#### WRITTEN EXERCISE:
Filter the records below, copying every line that holds the string "stadium". Case counts.

Data listing:
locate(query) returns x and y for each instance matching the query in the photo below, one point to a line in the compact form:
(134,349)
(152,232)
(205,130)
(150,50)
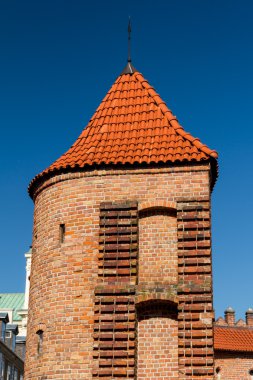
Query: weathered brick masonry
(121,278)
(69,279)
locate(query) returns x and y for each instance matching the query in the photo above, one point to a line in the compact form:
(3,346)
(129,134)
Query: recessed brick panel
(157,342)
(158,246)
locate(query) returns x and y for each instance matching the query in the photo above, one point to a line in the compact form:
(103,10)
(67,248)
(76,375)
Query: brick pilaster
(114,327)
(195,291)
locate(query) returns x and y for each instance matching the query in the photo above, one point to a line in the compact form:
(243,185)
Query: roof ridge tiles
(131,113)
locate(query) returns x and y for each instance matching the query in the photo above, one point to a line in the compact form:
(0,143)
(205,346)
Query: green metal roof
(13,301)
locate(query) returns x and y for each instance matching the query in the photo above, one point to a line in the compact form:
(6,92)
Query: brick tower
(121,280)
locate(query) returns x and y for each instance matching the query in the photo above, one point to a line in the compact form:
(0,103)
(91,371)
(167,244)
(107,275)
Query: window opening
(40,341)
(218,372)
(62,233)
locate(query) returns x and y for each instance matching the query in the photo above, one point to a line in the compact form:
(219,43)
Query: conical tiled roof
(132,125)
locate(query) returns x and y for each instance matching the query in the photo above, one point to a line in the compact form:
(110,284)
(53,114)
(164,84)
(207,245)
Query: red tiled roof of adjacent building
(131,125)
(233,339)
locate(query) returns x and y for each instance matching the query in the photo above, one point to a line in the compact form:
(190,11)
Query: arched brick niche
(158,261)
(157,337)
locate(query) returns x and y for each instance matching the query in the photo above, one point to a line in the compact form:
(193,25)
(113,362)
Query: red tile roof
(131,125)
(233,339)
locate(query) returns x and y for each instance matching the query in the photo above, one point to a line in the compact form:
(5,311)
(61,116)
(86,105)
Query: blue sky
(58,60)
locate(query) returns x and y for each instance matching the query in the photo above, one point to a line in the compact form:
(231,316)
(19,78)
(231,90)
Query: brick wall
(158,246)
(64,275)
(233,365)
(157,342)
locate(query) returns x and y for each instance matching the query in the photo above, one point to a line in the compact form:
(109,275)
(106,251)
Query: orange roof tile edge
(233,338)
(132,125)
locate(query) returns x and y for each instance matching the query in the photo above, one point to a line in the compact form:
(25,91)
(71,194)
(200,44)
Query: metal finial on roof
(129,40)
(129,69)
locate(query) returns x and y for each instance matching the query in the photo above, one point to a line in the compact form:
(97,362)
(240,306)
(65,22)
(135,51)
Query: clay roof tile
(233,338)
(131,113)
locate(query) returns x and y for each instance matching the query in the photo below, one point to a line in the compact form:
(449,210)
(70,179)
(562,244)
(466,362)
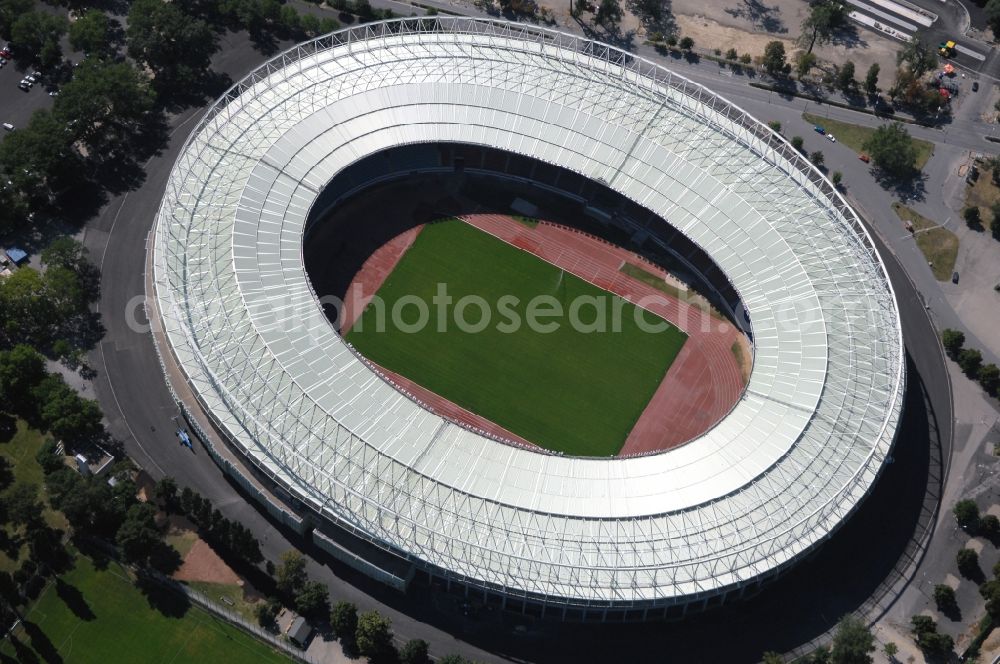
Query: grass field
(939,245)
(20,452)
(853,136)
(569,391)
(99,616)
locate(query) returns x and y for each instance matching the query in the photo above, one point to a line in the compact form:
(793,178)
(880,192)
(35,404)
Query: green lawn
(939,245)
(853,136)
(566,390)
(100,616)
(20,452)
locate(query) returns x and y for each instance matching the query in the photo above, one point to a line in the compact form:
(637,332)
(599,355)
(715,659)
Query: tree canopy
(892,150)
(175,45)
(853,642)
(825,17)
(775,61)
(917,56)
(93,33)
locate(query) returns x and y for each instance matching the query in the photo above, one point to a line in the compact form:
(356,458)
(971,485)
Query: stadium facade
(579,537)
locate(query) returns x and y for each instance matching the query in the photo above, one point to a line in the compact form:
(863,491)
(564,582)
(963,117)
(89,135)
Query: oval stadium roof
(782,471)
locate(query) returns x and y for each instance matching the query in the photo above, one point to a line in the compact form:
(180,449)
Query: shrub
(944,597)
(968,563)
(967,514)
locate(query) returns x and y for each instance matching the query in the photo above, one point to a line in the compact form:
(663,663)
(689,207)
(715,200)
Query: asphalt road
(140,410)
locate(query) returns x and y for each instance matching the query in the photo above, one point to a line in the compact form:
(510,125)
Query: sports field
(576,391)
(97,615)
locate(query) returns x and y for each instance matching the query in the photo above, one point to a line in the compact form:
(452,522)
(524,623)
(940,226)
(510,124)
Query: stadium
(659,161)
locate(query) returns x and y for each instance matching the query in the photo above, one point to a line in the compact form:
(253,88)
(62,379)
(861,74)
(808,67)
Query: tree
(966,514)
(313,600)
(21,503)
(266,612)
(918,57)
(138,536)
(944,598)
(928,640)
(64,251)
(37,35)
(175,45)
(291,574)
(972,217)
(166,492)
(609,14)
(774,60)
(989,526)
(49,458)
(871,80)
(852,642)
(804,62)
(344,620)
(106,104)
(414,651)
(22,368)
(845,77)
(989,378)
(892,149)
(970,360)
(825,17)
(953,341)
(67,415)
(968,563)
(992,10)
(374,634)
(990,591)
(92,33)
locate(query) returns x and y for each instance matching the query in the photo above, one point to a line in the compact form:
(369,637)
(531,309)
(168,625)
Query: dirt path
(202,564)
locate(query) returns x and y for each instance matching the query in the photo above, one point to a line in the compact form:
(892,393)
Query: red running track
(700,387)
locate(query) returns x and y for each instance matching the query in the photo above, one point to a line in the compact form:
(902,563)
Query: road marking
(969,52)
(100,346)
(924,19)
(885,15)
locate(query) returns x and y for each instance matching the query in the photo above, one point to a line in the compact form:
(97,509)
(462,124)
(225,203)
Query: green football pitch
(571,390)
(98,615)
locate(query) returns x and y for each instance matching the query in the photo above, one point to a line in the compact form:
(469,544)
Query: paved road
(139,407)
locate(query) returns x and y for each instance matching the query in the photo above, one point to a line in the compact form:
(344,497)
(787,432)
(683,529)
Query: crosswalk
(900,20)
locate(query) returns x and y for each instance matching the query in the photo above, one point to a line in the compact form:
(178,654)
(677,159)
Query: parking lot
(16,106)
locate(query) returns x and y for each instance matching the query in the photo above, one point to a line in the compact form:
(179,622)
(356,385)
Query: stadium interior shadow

#### FINAL ANSWER:
Query: stadium facade
Query: oval stadium roof
Query: stadium
Query: stadium interior shadow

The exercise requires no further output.